In the court opinion below, what sum in damages was the County of Westchester ordered to pay Federal Insurance Company?

EXTRACT:
##############################

The opinion of the court was delivered by: RAKOFF



 The primary legal issue raised by this application for a stay pending appeal is whether Rule 62(f) of the Federal Rules of Civil Procedure automatically accords a political subdivision of the State of New York the same right to a stay as the subdivision would have under New York Law. The Court concludes that it does not.


 On March 7, 1996, Magistrate Judge Fox, before whom this diversity action was tried on consent, issued a final judgment ordering defendant The County of Westchester (1) to pay damages to plaintiff Federal Insurance Company in the sum of $ 2,639,436.25; (2) to return to Federal Insurance all cash, bonds and other securities held as "retainage," together with all proceeds and interest earned thereon; and (3) to furnish Federal Insurance with a full accounting of the retainage. *fn1" After filing a notice of appeal in the Second Circuit, the County moved, by order to show cause, for an order of the District Court staying execution of the judgment pending appeal. See Rule 8(a), Fed. R. App. P. 8. In its supporting papers, the County argued that it was entitled to a stay, without having to post a bond, either as a matter of right under Rule 62(f), Fed. R. Civ. P., or as a matter of discretion under Rule 62(d), Fed. R. Civ. P. See generally, Texaco, Inc. v. Pennzoil Co., 784 F.2d 1133, 1154 (2d Cir. 1986), rev'd on other grounds, 481 U.S. 1, 95 L. Ed. 2d 1, 107 S. Ct. 1519 (1987); Morgan Guaranty Trust Co. Of New York v. Republic of Palau, 702 F. Supp. 60, 65 (S.D.N.Y. 1988); Trans World Airlines Int'l v. Hughes, 314 F. Supp. 94, 96 (S.D.N.Y. 1970).

##############################

INFORMATION GIVEN:
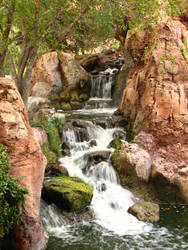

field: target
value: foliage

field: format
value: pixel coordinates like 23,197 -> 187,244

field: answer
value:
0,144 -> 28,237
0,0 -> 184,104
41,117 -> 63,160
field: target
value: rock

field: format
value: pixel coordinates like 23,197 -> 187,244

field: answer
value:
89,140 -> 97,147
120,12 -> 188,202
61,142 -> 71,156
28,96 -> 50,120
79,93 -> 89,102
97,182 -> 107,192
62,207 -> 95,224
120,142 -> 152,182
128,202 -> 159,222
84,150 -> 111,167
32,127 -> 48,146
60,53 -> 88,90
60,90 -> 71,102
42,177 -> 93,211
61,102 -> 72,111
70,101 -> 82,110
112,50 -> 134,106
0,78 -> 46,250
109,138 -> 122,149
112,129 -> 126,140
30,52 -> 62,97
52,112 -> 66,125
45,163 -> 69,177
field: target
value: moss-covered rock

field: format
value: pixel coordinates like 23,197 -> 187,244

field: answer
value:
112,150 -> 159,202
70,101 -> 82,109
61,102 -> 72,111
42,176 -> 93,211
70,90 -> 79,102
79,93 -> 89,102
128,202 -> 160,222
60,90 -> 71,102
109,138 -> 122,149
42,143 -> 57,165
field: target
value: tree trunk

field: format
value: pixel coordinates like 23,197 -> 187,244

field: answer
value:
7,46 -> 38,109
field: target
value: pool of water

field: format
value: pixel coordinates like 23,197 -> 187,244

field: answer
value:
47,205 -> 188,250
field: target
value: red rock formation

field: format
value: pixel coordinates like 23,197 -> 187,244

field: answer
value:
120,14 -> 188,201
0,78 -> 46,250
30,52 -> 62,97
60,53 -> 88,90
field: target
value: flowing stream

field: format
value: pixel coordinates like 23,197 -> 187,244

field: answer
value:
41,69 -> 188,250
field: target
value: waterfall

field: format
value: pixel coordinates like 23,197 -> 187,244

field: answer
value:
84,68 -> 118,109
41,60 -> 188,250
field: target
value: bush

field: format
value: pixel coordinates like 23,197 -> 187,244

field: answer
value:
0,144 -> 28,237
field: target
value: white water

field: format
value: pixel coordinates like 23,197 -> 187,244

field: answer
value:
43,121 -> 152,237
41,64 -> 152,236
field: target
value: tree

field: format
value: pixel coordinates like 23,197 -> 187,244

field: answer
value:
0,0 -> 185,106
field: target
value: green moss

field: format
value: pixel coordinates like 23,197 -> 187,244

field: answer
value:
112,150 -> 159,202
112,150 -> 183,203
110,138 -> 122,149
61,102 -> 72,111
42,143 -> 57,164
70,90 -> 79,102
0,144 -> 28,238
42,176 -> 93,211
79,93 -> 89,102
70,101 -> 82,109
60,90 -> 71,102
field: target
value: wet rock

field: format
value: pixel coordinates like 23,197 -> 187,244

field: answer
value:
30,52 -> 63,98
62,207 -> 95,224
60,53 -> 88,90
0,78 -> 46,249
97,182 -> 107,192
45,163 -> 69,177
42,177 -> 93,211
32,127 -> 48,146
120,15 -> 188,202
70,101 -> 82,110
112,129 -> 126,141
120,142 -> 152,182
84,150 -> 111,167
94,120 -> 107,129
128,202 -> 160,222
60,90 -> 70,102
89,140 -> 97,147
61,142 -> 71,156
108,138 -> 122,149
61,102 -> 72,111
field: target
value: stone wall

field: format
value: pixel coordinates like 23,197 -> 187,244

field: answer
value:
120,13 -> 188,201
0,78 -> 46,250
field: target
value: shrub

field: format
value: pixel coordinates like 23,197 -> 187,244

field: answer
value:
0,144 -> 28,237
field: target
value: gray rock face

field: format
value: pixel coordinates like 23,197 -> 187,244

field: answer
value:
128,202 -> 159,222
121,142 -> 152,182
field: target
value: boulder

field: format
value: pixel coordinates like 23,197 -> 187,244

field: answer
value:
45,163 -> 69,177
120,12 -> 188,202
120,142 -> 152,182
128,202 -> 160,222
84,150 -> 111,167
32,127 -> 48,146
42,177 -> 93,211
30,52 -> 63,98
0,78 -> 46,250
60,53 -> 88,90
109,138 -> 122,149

##############################

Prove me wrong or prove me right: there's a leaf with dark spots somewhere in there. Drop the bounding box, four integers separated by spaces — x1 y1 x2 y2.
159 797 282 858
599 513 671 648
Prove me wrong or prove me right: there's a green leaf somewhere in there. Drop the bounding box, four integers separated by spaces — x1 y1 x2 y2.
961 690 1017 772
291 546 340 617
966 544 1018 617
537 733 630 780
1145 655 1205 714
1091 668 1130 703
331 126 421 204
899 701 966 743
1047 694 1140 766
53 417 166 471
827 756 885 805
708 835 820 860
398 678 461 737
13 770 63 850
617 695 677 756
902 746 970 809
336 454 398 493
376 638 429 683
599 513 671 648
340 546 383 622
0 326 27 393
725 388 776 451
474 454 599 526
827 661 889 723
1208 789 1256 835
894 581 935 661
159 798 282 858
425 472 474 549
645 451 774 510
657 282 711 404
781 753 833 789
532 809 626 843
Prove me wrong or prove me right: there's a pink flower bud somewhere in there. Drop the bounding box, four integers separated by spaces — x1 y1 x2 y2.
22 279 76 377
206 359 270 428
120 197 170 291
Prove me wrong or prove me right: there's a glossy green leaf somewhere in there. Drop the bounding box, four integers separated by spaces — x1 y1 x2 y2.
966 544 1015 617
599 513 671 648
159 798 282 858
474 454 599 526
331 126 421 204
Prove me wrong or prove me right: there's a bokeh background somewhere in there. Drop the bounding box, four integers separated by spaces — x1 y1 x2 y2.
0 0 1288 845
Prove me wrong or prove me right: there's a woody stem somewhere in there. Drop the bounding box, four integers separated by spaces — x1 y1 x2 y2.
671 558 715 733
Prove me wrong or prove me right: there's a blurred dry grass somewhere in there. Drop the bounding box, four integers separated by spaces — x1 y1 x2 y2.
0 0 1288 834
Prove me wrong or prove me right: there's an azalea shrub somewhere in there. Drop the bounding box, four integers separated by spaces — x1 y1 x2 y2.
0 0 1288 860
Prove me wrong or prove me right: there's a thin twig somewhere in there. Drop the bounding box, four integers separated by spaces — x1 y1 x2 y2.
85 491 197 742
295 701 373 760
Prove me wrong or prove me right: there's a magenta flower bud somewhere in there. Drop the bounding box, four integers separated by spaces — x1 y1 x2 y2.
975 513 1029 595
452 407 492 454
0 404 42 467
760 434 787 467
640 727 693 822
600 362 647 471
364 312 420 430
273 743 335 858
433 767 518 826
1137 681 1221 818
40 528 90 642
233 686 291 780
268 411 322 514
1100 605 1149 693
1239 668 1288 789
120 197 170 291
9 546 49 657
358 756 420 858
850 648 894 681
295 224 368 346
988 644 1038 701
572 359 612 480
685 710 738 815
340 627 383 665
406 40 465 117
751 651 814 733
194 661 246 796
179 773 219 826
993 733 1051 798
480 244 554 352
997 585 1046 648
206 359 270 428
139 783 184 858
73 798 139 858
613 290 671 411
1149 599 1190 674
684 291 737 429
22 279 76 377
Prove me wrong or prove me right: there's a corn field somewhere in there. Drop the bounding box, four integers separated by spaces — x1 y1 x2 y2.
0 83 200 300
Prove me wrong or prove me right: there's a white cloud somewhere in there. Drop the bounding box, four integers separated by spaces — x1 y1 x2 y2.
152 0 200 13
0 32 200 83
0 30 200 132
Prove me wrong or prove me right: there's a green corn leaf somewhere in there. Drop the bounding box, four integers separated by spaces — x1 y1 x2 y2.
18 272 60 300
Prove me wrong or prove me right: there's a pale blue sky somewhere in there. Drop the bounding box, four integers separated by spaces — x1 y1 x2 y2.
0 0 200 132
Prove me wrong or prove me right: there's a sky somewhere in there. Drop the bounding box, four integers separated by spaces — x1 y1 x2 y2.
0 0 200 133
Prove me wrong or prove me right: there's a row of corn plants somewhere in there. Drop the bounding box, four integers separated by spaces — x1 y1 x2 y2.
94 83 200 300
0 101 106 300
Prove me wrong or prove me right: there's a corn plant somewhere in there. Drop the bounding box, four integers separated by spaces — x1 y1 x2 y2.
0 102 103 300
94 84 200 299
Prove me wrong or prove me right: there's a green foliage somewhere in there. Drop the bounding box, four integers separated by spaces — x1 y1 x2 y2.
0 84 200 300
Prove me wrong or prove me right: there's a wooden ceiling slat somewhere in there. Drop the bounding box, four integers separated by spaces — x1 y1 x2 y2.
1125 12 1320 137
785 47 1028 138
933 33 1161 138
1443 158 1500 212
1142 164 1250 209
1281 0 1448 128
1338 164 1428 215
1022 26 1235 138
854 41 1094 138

##############################

WRITTEN SOLUTION:
$2,639,436.25